Excerto>
Senta-se no cadeirão confortável da sala onde se nota a ausência de um elemento cenográfico que sempre se aguarda, neste tipo de espaços, o famoso sofá dos pacientes. “Isso é nos psicanalistas”, lança numa gargalhada. Coloca os óculos de massa, e o ar profissional. “Hora de consulta, até já”.


Teoria e prática

Para quem domina os recantos da psique humana, as arestas da sexualidade, os medos comuns, a interpelação dos próprios receios, com objectividade clínica é por vezes, e como lhe chama, um “desafio”, nem sempre conquistado à partida. Na Marta, para lá da sexóloga, moram as dúvidas e as respostas, comuns a todos. “Como em tudo, há uma grande diferença entre a teoria e a prática. Costuma dizer-se que ´em casa de ferreiro, espeto de pau`, mas posso dizer que sou feliz, nos mais variados aspectos apesar de também ter os meus problemas”.
Foge habitualmente, e sem o pretender de forma intencional, ao perfil típico do terapeuta sexual como se poderia imaginar. Imagem cuidada, ainda jovem, sem recorrer em demasia a conceitos técnicos apropriados de literatura especializada “Se ser ou não ser bonita... ajuda?! Só tive uma vez um caso de uma pessoa se ter ido embora por eu ser mulher! Também pode complicar por vezes, mas a postura profissional serve para isso mesmo. Se ser feminista representa a defesa de um principio de igualdade e de não supremacia de ninguém, então assumo-o!”. Sorri.
Guarda habitualmente os finais de tarde para passear pela Avenida de Roma, sentar-se na esplanada da Mexicana a beber um café e a contemplar o dia que passou, e o amanhã que há de vir. A igreja por perto, no meio da praça, evoca os retratos de como vai o Sexo, na Cidade que lhe aparecem-lhe nas consultas, na rua, no email. Tenta responder-lhes “sempre” que pode. “Recebo muita correspondência das mais variadas formas, é verdade. Como acho que os portugueses vêm hoje o sexo? Ainda é um dogma e isso não é bom! Penso que se calhar o maior problema hoje em dia tem a ver com a falta de desejo sexual, a falta de vontade, porventura em resultado da falta de tempo, do stress diário... e hoje começa até a aparecer um novo fenómeno, porque existem cada vez mais homens com este problema”.

Material fornecido>
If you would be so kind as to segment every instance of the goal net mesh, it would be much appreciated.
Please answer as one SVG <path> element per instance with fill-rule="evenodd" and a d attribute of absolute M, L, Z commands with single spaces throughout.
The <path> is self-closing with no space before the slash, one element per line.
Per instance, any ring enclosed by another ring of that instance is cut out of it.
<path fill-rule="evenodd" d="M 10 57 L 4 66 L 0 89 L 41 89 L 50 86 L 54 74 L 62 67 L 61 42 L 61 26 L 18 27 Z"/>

O que se pede>
1. Indique se cada afirmação está de acordo com o excerto, respondendo sim ou não e citando as palavras do excerto que o decidem: (a) Na sala de consulta não há sofá para os pacientes. (b) Marta conta que várias pessoas se foram embora por ela ser mulher. (c) Marta costuma beber um café na esplanada da Mexicana ao fim da tarde.
2. Segundo o excerto, qual é, na opinião de Marta, talvez o maior problema dos portugueses em relação ao sexo hoje em dia?
A listagem provém de uma fonte diferente da do excerto.

Respostas por tarefa>
1.
(a) Sim: "se nota a ausência de um elemento cenográfico que sempre se aguarda, neste tipo de espaços, o famoso sofá dos pacientes".
(b) Não: "Só tive uma vez um caso de uma pessoa se ter ido embora por eu ser mulher!"
(c) Sim: "Guarda habitualmente os finais de tarde para passear pela Avenida de Roma, sentar-se na esplanada da Mexicana a beber um café".

2. A falta de desejo sexual, a falta de vontade.